----- Passage given
This method is applicable for the determination of Be emissions in ducts or stacks at stationary sources. Unless otherwise specified, this method is not intended to apply to gas streams other than those emitted directly to the atmosphere without further processing.

1.3 Data Quality Objectives.

Adherences to the requirements of this method will enhance the quality of the data obtained from air pollutant sampling methods.

2.0 Summary of Method.

2.1 Particulate and gaseous Be emissions are withdrawn isokinetically from the source and are collected on a glass fiber filter and in water. The collected sample is digested in an acid solution and is analyzed by atomic absorption spectrophotometry.

3.0 Definitions. [Reserved]


4.0 Interferences.

4.1 Matrix Effects.

Analysis for Be by flame atomic absorption spectrophotometry is sensitive to the chemical composition and to the physical properties (e.g., viscosity, pH) of the sample. Aluminum and silicon in particular are known to interfere when present in appreciable quantities. The analytical procedure includes (optionally) the use of the Method of Standard Additions to check for these matrix effects, and sample analysis using the Method of Standard Additions if significant matrix effects are found to be present (see Reference 2 in Section 16.0).
----------
■ Goals:
a - Count the lines in the records that contain the string "white", matching case exactly, and reply with the number alone.
b - Extend the beryllium emissions method text, picking up after its last sentence.
The beryllium method text and the records have no connection to each other.
----- Exercise materials
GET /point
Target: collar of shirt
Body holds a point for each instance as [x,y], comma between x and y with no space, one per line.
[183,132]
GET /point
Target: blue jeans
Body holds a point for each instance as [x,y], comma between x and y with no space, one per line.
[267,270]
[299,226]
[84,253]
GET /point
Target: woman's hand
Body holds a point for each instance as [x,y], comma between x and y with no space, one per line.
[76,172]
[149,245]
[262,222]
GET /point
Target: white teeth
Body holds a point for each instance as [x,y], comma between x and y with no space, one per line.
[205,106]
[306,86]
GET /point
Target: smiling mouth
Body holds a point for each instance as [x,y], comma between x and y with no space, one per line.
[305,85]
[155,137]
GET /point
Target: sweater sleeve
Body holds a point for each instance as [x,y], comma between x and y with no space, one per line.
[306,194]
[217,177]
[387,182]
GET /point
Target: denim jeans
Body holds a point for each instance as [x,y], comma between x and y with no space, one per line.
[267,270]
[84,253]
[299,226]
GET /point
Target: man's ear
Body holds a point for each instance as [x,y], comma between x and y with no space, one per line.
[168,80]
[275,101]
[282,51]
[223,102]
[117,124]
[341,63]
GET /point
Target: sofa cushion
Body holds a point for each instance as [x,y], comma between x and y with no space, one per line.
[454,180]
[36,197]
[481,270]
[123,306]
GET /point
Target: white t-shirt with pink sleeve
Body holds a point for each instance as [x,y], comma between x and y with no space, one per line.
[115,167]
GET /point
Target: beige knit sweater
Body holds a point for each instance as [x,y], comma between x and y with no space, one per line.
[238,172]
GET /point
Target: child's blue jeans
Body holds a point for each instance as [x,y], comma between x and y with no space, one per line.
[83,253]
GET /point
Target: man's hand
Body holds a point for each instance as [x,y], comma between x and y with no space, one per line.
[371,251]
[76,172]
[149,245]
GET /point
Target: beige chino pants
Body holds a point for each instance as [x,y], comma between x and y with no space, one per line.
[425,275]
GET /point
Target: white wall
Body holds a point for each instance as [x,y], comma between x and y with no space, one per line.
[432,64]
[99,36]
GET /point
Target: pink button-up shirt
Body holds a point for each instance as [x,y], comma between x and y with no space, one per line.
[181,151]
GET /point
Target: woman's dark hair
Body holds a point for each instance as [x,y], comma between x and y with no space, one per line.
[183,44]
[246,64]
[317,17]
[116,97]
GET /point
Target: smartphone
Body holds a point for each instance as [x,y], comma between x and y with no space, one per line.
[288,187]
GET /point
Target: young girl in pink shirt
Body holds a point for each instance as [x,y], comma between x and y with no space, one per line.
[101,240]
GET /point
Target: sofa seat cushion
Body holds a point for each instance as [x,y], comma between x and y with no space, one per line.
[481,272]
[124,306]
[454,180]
----------
■ Results of the tasks:
a - 3

b -
5.0 Safety.

5.1 Disclaimer.

This method may involve hazardous materials, operations, and equipment. This test method may not address all of the safety problems associated with its use. It is the responsibility of the user of this test method to establish appropriate safety and health practices and determine the applicability of regulatory limitations prior to performing this test method.

5.2 Corrosive reagents.

The following reagents are hazardous. Personal protective equipment and safe procedures are useful in preventing chemical splashes. If contact occurs, immediately flush with copious amounts of water at least 15 minutes. Remove clothing under shower and decontaminate. Treat residual chemical burn as thermal burn.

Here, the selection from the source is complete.